> [Consigne écrite 1]:
Affichez toutes les lignes des enregistrements où figure la chaîne « positive », en tenant compte de la casse.

Le pouvoir, économique et politique, est complètement dans ces communications. Cet axiome est central en géopolitique. Apprécier la géographie et les communications, naturelles et aménagées, fait partie intégrale de l'appréciation du contexte, premier principe de stratégie d'État. Voyez comment Ottawa exerce un contrôle quasi absolu sur les communications, toutes les communications, pas seulement les communications écrites et électroniques. Sauf que l'autoroute et les communications satellites, y compris l'Internet, sont en train de déplacer la base des communcations précédentes et de créer de nouveaux rapports de forces. Personne ne peut l'ignorer.

À partir de 1960, les provinces ont commencé à réagir, Québec en tête, non pas un Québec "séparatiste" mais le Québec du très libéral Jean Lesage, qui a osé parler de l'État du Québec.

> [Données de l'exercice]:
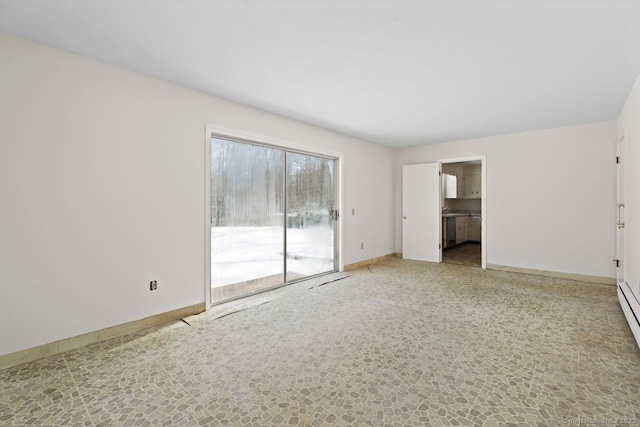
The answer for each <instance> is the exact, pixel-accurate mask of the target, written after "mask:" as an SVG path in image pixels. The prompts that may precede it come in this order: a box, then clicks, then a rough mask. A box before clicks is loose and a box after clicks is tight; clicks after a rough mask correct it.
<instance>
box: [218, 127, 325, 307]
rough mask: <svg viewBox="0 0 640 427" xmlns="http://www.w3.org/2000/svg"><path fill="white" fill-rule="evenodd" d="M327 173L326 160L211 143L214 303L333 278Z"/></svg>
mask: <svg viewBox="0 0 640 427" xmlns="http://www.w3.org/2000/svg"><path fill="white" fill-rule="evenodd" d="M333 167H334V161H333V160H330V159H325V158H321V157H315V156H311V155H307V154H300V153H290V152H285V151H283V150H280V149H276V148H271V147H264V146H259V145H252V144H247V143H240V142H235V141H229V140H225V139H219V138H212V140H211V286H212V298H213V299H214V300H216V299H224V298H228V297H231V296H235V295H234V294H237V293H246V292H250V291H254V290H257V289H261V288H266V287H270V286H274V285H278V284H281V283H283V282H285V281H291V280H295V279H298V278H301V277H305V276H310V275H314V274H318V273H323V272H327V271H332V270H333V268H334V264H333V258H334V222H333V218H332V213H333V208H334V179H333V177H334V173H333V172H334V171H333ZM285 212H286V215H285ZM285 221H286V233H285V229H284V227H285ZM285 236H286V237H285ZM285 239H286V247H285ZM285 254H286V258H285ZM285 261H286V277H285V274H284V272H285V270H284V269H285Z"/></svg>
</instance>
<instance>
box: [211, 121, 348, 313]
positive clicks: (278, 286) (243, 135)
mask: <svg viewBox="0 0 640 427" xmlns="http://www.w3.org/2000/svg"><path fill="white" fill-rule="evenodd" d="M212 137H218V138H221V139H227V140H230V141H235V142H241V143H247V144H252V145H258V146H264V147H270V148H277V149H280V150H284V151H287V152H294V153H299V154H307V155H311V156H316V157H321V158H326V159H330V160H333V161H334V182H335V189H334V191H335V209H337V211H338V219H337V220H336V221H335V222H334V239H333V246H334V249H333V250H334V258H333V269H334V271H344V264H343V260H342V249H343V247H342V240H343V239H342V211H343V210H342V192H343V191H342V190H343V182H342V164H343V161H342V160H343V154H342V153H340V152H335V151H331V150H326V149H322V148H316V147H310V146H305V145H302V144H298V143H294V142H291V141H285V140H279V139H275V138H271V137H266V136H264V135H256V134H251V133H248V132H243V131H238V130H235V129H228V128H222V127H218V126H213V125H207V126H206V127H205V138H204V139H205V156H204V157H205V165H204V167H205V169H204V171H205V197H204V199H205V203H204V209H205V212H204V214H205V215H204V216H205V221H204V222H205V233H204V235H205V242H204V246H205V247H204V253H205V256H204V261H205V263H204V264H205V286H204V287H205V294H204V296H205V307H206V309H207V310H208V309H210V308H211V307H212V306H213V305H214V304H213V303H212V302H211V138H212ZM285 158H286V156H285ZM284 226H285V233H286V224H284ZM285 244H286V234H285ZM285 260H286V257H285ZM285 262H286V261H285ZM285 265H286V264H285ZM284 273H285V280H286V270H285V271H284ZM321 274H324V273H321ZM310 277H314V276H309V277H305V278H303V279H299V280H305V279H307V278H310ZM299 280H292V281H286V282H285V283H283V284H282V285H278V286H275V287H280V286H284V285H287V284H291V283H294V282H296V281H299ZM275 287H270V288H267V289H264V291H267V290H270V289H273V288H275ZM223 302H224V301H223ZM217 303H219V302H216V304H217Z"/></svg>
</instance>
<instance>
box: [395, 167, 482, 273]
mask: <svg viewBox="0 0 640 427" xmlns="http://www.w3.org/2000/svg"><path fill="white" fill-rule="evenodd" d="M443 172H445V173H443ZM486 175H487V171H486V155H480V156H474V157H464V158H455V159H446V160H439V161H436V162H433V163H420V164H407V165H403V167H402V209H403V214H402V257H403V258H405V259H413V260H418V261H429V262H443V261H447V260H448V259H444V260H443V258H449V257H447V255H451V254H453V251H452V250H451V249H452V248H453V247H455V246H458V247H459V248H463V247H464V246H463V245H465V246H467V248H466V249H467V250H469V251H472V252H473V255H472V257H471V258H469V259H470V260H472V261H470V262H473V265H476V266H478V267H481V268H483V269H485V268H487V235H488V233H487V197H486V194H487V184H486V182H487V179H486ZM446 249H449V251H448V253H445V254H444V256H443V251H445V250H446ZM460 257H462V258H464V259H466V258H467V256H466V255H465V254H461V255H460V256H459V257H456V258H460ZM458 263H460V262H458Z"/></svg>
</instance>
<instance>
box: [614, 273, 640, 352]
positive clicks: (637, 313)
mask: <svg viewBox="0 0 640 427" xmlns="http://www.w3.org/2000/svg"><path fill="white" fill-rule="evenodd" d="M624 287H625V288H627V284H626V283H625V284H624ZM627 293H628V294H629V296H630V297H631V298H632V301H634V302H635V300H634V299H633V298H634V297H633V294H632V293H631V290H630V289H628V288H627V292H626V293H625V289H624V288H623V285H622V284H618V301H619V302H620V307H622V311H623V312H624V317H626V318H627V323H629V327H630V328H631V332H632V333H633V336H634V337H635V339H636V343H637V344H638V347H640V321H639V320H638V316H640V308H638V309H636V310H634V308H633V305H632V304H631V302H630V301H629V298H627ZM637 305H639V306H640V304H637Z"/></svg>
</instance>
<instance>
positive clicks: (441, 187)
mask: <svg viewBox="0 0 640 427" xmlns="http://www.w3.org/2000/svg"><path fill="white" fill-rule="evenodd" d="M477 160H480V161H481V175H482V183H481V185H482V197H481V199H480V204H481V209H482V240H481V241H480V251H481V254H482V255H481V256H482V262H481V266H482V268H483V269H486V268H487V240H488V239H487V236H488V235H489V233H487V155H486V154H480V155H478V156H466V157H454V158H450V159H440V160H437V162H439V163H440V164H442V163H462V162H473V161H477ZM441 188H442V187H441ZM440 191H442V189H441V190H440ZM441 251H442V249H441Z"/></svg>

> [Consigne écrite 2]:
Résumez, s'il vous plaît, le texte extrait en deux phrases.

> [Solution du problème 1]:
positive clicks: (278, 286) (243, 135)
positive clicks: (637, 313)
positive clicks: (441, 187)

> [Solution du problème 2]:
Le pouvoir économique et politique réside entièrement dans les communications, sur lesquelles Ottawa exerce un contrôle quasi absolu, même si l'autoroute et les communications satellites, Internet compris, créent de nouveaux rapports de forces. À partir de 1960, les provinces ont commencé à réagir, avec en tête le Québec du libéral Jean Lesage, qui a osé parler de l'État du Québec.